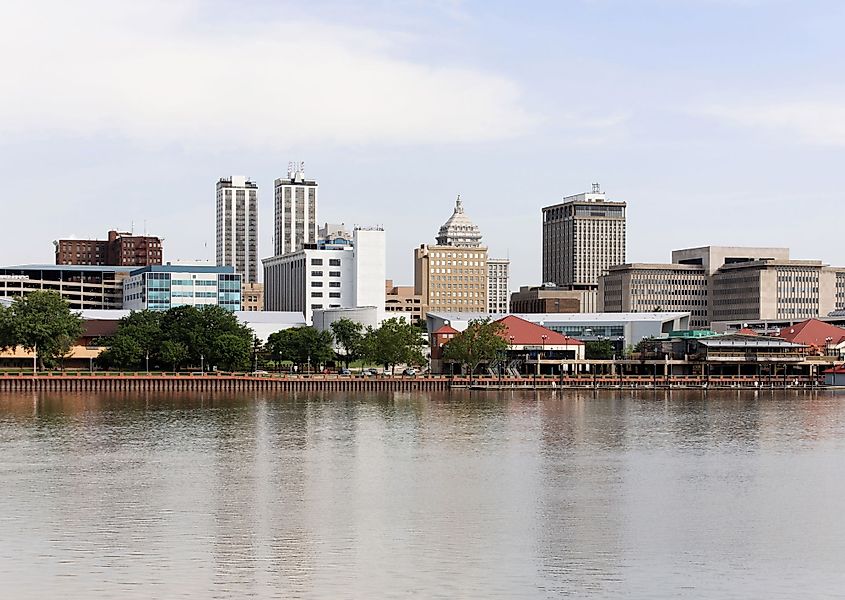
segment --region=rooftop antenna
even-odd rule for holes
[[[593,193],[594,194],[601,194],[601,184],[599,184],[599,183],[593,184]]]

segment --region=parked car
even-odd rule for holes
[[[417,370],[412,369],[411,367],[408,367],[404,371],[402,371],[402,375],[405,375],[406,377],[414,377],[416,374]]]
[[[364,369],[361,371],[361,375],[364,377],[374,377],[375,375],[378,375],[378,371],[375,369]]]
[[[338,371],[338,374],[340,374],[340,375],[352,375],[352,371],[350,371],[349,369],[341,369],[340,371]]]

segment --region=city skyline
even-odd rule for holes
[[[491,255],[511,258],[511,288],[541,283],[541,207],[593,181],[628,204],[631,262],[724,244],[845,263],[818,216],[845,187],[843,92],[827,75],[841,5],[534,4],[317,2],[294,18],[267,2],[5,7],[21,27],[0,59],[19,82],[0,100],[4,207],[32,226],[12,228],[2,262],[50,262],[53,239],[133,221],[166,240],[165,260],[214,260],[208,182],[242,173],[270,190],[302,159],[321,220],[384,226],[397,284],[458,193]],[[291,99],[261,76],[279,67],[315,93]],[[222,71],[256,93],[217,93]]]

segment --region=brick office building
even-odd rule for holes
[[[109,231],[107,240],[57,240],[57,265],[147,267],[162,264],[161,239]]]

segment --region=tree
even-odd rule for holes
[[[105,343],[108,348],[99,356],[105,368],[129,369],[148,358],[155,359],[162,343],[161,312],[140,310],[123,317],[117,331]]]
[[[367,359],[391,371],[397,364],[423,364],[424,345],[419,330],[397,317],[385,320],[378,329],[367,327],[362,344]]]
[[[252,344],[252,330],[220,306],[177,306],[161,313],[162,340],[182,344],[188,351],[186,360],[195,365],[205,362],[222,366],[231,361],[232,352],[218,341],[220,336],[227,334],[245,340],[247,347]],[[234,338],[227,339],[232,342]]]
[[[593,360],[609,360],[613,358],[613,342],[610,340],[585,342],[584,357]]]
[[[267,348],[267,353],[270,355],[270,358],[272,358],[276,363],[276,368],[278,370],[281,370],[281,363],[283,361],[295,362],[296,352],[294,349],[294,338],[295,333],[292,329],[282,329],[281,331],[276,331],[267,336],[267,344],[265,344],[265,347]]]
[[[35,351],[41,368],[64,357],[82,336],[82,318],[70,310],[58,292],[30,292],[15,298],[6,310],[7,342]]]
[[[234,333],[224,333],[214,339],[212,356],[224,371],[240,371],[249,367],[252,340]]]
[[[342,360],[349,368],[349,362],[361,354],[361,342],[364,340],[364,326],[351,319],[338,319],[331,324],[335,342],[343,349]]]
[[[143,357],[144,350],[134,337],[115,334],[109,347],[97,357],[97,362],[107,369],[129,369],[138,366]]]
[[[332,334],[313,327],[291,327],[267,337],[267,349],[276,362],[319,365],[334,357]]]
[[[158,349],[158,357],[163,363],[172,365],[174,371],[178,371],[179,365],[188,358],[188,349],[182,342],[164,340]]]
[[[14,345],[16,344],[12,329],[12,311],[0,304],[0,350]]]
[[[495,360],[507,349],[505,332],[502,323],[491,321],[489,317],[474,319],[462,333],[446,343],[443,359],[467,367],[472,379],[478,365]]]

**WHAT THE EXERCISE ASKS:** In the entries above, find each line containing the string "region" and copy it.

**RESULT OF THE EXERCISE:**
segment --region=rooftop antenna
segment --region=parked car
segment --region=city skyline
segment --region=brick office building
segment --region=tree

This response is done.